### Supplied data
┄┄┄┄┄┄┄┄┄┄┄┄┄┄┄┄┄┄┄┄

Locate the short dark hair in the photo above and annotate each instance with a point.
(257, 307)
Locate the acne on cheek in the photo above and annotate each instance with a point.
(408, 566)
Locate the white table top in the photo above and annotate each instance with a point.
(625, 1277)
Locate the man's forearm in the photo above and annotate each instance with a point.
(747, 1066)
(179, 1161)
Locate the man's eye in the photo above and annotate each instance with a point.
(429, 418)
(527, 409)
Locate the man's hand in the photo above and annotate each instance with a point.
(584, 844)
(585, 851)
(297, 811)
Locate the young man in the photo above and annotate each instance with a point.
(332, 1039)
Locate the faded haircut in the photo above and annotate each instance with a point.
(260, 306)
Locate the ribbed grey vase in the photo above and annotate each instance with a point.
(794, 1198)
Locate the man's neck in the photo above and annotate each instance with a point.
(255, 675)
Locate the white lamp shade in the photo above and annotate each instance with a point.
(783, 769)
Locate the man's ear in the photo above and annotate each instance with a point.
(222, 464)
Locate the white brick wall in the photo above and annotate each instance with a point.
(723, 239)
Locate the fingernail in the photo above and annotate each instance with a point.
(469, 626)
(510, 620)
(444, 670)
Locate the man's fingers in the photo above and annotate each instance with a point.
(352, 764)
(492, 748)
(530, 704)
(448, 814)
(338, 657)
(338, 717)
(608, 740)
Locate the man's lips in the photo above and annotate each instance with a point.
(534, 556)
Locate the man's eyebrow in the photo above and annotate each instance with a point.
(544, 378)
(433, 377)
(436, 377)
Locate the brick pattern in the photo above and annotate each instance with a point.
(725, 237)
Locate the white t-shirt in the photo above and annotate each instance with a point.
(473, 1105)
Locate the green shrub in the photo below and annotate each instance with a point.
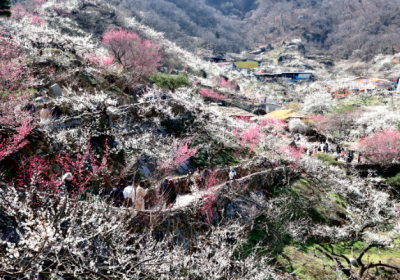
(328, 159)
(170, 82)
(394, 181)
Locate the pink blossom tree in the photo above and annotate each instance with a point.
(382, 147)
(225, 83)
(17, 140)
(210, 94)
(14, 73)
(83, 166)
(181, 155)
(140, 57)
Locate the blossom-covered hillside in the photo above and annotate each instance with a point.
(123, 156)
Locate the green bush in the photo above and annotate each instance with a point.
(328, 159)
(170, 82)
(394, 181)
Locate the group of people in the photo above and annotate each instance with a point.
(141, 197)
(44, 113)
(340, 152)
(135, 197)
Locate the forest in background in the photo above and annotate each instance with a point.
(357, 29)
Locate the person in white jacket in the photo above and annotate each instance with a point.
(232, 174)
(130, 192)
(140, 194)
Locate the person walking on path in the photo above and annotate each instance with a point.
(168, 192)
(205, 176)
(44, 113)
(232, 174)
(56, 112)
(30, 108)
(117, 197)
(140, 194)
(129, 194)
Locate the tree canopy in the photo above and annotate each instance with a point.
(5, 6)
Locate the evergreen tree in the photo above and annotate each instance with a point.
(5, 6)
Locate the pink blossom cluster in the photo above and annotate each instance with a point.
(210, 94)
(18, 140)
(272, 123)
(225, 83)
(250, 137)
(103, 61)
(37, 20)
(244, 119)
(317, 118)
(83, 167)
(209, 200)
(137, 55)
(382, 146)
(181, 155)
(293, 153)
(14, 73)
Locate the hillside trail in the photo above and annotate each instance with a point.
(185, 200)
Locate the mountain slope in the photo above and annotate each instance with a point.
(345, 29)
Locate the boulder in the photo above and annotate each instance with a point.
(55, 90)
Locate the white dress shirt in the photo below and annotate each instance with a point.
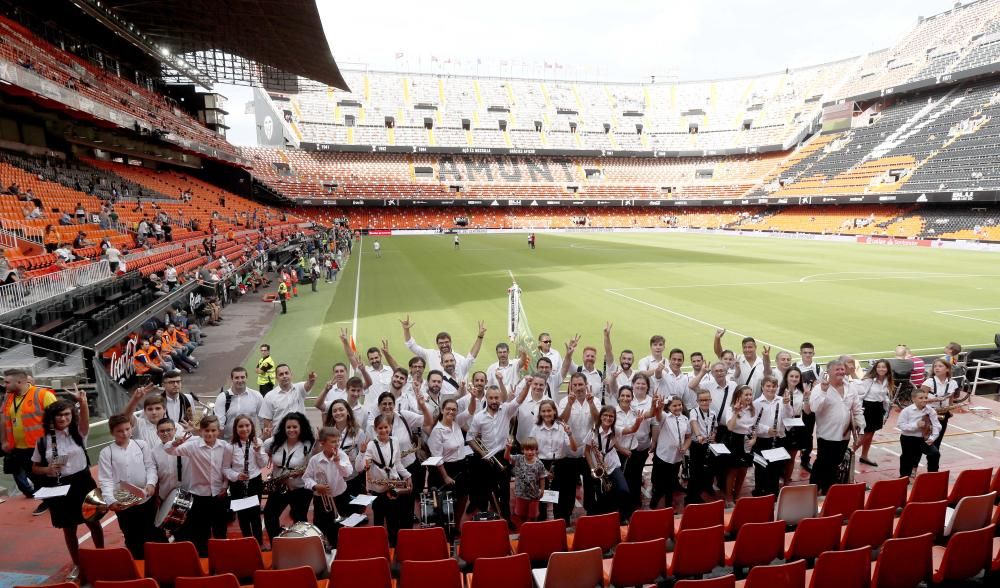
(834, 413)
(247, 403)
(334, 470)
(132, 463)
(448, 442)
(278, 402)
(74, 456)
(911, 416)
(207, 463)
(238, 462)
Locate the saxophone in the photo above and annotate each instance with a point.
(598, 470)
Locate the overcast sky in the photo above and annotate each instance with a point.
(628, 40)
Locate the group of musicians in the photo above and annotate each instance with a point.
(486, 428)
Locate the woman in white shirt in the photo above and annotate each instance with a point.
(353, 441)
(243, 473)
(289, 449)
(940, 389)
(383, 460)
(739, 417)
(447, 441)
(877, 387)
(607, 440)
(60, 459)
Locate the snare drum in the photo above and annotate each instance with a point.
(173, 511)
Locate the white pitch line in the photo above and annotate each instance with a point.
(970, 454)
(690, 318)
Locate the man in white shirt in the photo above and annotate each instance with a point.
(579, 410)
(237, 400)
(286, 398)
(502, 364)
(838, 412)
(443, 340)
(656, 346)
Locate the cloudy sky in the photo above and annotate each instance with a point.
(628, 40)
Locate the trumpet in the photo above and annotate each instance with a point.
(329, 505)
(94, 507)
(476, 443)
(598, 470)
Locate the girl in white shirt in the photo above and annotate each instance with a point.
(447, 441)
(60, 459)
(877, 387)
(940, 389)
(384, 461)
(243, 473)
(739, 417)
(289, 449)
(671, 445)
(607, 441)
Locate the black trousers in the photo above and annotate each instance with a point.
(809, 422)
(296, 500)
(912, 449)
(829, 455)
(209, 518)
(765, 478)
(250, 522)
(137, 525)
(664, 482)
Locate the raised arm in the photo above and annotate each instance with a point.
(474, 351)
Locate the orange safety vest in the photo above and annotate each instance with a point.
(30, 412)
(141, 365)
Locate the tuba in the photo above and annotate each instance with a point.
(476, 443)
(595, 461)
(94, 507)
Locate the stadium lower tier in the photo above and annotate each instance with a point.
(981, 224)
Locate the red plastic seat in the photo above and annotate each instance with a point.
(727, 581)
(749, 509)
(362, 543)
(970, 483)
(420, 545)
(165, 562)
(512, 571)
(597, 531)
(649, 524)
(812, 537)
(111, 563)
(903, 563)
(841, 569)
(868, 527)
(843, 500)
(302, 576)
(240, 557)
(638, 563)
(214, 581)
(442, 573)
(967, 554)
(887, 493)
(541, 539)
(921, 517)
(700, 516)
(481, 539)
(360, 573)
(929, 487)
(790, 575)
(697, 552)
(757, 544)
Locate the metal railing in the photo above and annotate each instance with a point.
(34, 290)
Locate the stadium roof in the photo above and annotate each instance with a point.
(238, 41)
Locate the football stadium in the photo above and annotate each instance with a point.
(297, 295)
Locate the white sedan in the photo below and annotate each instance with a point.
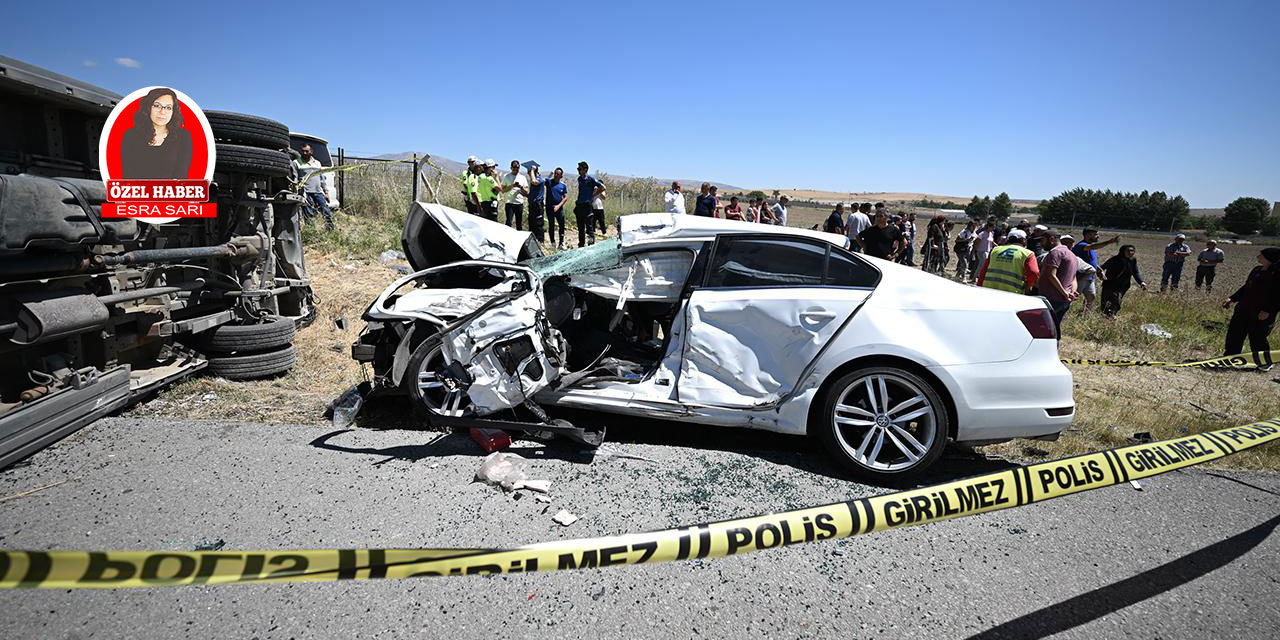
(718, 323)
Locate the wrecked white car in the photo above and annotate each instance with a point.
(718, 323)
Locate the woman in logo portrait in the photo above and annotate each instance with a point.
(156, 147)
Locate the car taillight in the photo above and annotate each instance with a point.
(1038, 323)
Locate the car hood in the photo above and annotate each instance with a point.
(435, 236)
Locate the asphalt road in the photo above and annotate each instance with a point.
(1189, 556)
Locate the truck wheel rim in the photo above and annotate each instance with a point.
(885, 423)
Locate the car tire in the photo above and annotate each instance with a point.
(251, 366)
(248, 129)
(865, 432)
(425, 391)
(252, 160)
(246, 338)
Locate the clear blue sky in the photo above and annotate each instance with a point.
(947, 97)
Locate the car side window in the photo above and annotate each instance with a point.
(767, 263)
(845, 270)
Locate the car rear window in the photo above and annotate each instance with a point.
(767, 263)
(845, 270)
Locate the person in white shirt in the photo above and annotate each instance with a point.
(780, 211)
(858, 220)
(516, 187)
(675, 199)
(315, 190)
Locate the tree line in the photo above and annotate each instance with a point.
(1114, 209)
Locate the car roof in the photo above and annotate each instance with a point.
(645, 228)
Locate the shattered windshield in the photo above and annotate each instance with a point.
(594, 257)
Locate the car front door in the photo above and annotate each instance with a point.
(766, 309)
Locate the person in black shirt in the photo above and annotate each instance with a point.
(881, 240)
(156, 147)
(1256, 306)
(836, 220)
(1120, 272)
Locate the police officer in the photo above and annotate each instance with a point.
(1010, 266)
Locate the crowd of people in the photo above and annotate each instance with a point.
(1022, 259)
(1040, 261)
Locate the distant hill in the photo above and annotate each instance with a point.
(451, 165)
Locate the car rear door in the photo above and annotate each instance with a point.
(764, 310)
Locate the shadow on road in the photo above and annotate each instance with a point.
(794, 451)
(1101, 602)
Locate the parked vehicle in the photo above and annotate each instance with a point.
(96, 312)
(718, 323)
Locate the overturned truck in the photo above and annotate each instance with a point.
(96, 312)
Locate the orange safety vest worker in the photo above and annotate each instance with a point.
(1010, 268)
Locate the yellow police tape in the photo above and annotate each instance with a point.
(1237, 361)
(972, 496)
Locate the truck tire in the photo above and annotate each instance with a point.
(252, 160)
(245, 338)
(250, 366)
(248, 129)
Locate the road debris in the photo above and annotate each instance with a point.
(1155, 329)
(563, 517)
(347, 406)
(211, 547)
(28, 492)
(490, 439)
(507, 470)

┄┄┄┄┄┄┄┄┄┄┄┄┄┄┄┄┄┄┄┄

### What is expected
Write out only what runs from the line holding "Locate the parked" through the last line of the records, exactly as shown.

### Full output
Locate the parked vehicle in the photo above and annotate each instance with a point.
(96, 312)
(718, 323)
Locate the overturned truck in the photo above and annotate each instance with a point.
(96, 312)
Locate the orange safety vest worker in the photo above and annotate each instance with a point.
(1010, 268)
Locate the yellow police tape in the photo above and annotate each instance with a point.
(1237, 361)
(972, 496)
Locate the truck tire in the photo above and annotate each instance with a point.
(252, 160)
(245, 338)
(250, 366)
(248, 129)
Locate the road debris in the photo above and annotate each instance with a point.
(1155, 329)
(563, 517)
(347, 406)
(211, 547)
(28, 492)
(490, 439)
(507, 470)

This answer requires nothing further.